------ SELECTED TEXT

Introduction

Thyroid reoperations can be challenging, even for a highly experienced thyroid surgeon, as visual identification of the recurrent laryngeal nerve (RLN) is more difficult during dissection of the scar tissues than in the virgin neck [1, 2]. The prevalence of RLN injury is higher in repeat than in primary thyroid operations and it has been reported to approach 12.5 % for transient events and 3.8 % for permanent events [111]. Unilateral RLN injury can diminish quality of life due to a variety of symptoms related to voice changes and subsequent limitations in physical, emotional and social functioning, while bilateral RLN injury can be a life-threatening complication leading to airway obstruction [12]. Thus, it is not surprising that RLN injury is still a major cause of litigation in endocrine surgery [13]. In recent years, intraoperative nerve monitoring (IONM) has been standardized and has gained more acceptance as an addition to the gold standard of visual nerve identification in thyroid and parathyroid surgery [1418]. IONM is believed by many surgeons to aid in RLN dissection in the scar tissues of the neck, minimizing the risk of inadvertent nerve injury [14]. However, so far, this belief is not evidence based [11]. A prospective randomised controlled trial of RLN visualisation versus RLN visualisation plus IONM in redo thyroid surgery is not readily feasible, justifying the use of evidence from cohort studies. The aim of the present retrospective cohort study was to test the hypothesis that the use of IONM in thyroid reoperations can reduce the prevalence of RLN injury in comparison with thyroid reoperations with RLN visual identification alone.

Materials and methods

This was a retrospective cohort study of patients who underwent thyroid reoperations at the Third Department of General Surgery, Jagiellonian University Medical College, Kraków, Poland. The prospectively collected database of thyroid surgery was searched for eligible patients (treated in the years 1993–2012). The study group comprised patients who underwent reoperative thyroid surgery with IONM. They were compared with patients who had thyroid reoperations with RLN visual identification, but without IONM. Laryngoscopy was mandatory in all patients before reoperation and afterwards, and was used to evaluate and follow RLN injury. All patients provided written informed consent for the storage and use of their data.

The inclusion criteria were recurrent goitre, recurrent hyperthyroidism, completion thyroidectomy for incidental cancer in a patient after bilateral less than near-total thyroidectomy (or Dunhill operation), or recurrent thyroid cancer. The exclusion criteria were contralateral goitre recurrence in a patient after lobectomy, completion thyroidectomy for cancer in a patient after lobectomy, goitre recurrence in the pyramidal lobe in a patient after total thyroidectomy or incomplete clinical data or follow-up information.

The primary outcome measures were transient and permanent RLN injury. The secondary outcome measures included the utility of IONM in mapping RLN in the scar tissues of the neck and in predicting postoperative vocal cord dysfunction: positive predictive value (PPV) and negative predictive value (NPV).

The protocol of this study was approved by the Institutional Review Board.

Surgical technique

Surgeon-performed neck ultrasound was mandatory in all patients before reoperation. It was used to identify the dominant side of goitre recurrence (which was operated on first), to identify if the pyramidal lobe remnant was present and to evaluate thyroid remnant volume and lymph node status.

------------
------ STUDY MATERIAL

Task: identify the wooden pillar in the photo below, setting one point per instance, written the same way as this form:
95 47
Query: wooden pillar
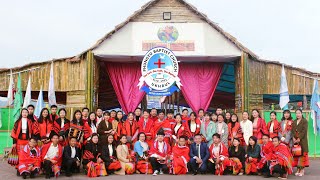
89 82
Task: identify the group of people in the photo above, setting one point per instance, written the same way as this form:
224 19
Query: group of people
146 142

------------
------ STUDY MATERIAL

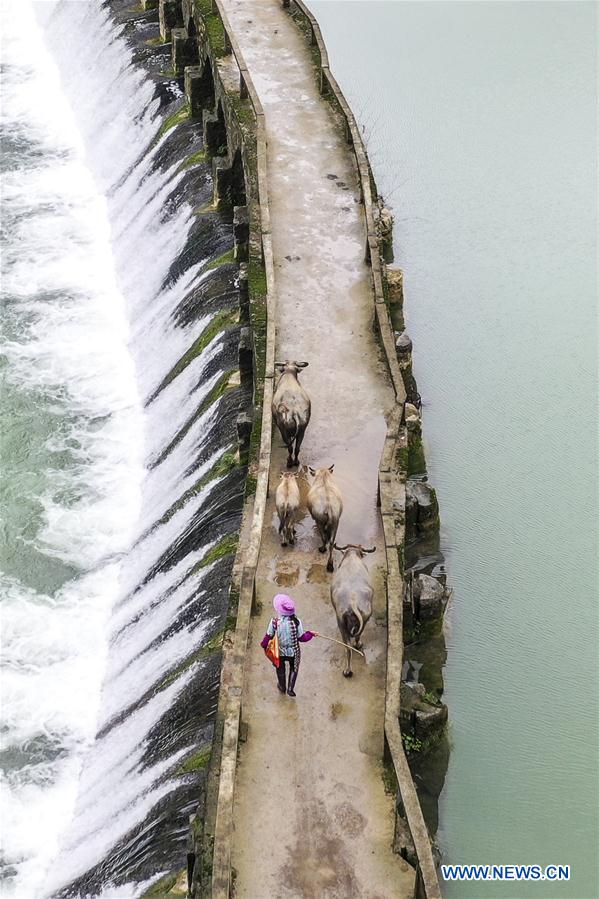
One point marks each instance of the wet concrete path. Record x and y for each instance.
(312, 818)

------------

INSTRUCTIONS FOR THE TASK: In the thyroid reoperation text, what was used before reoperation to find which side of the goitre recurrence to operate on first?

RESULT OF THE TASK: Surgeon-performed neck ultrasound.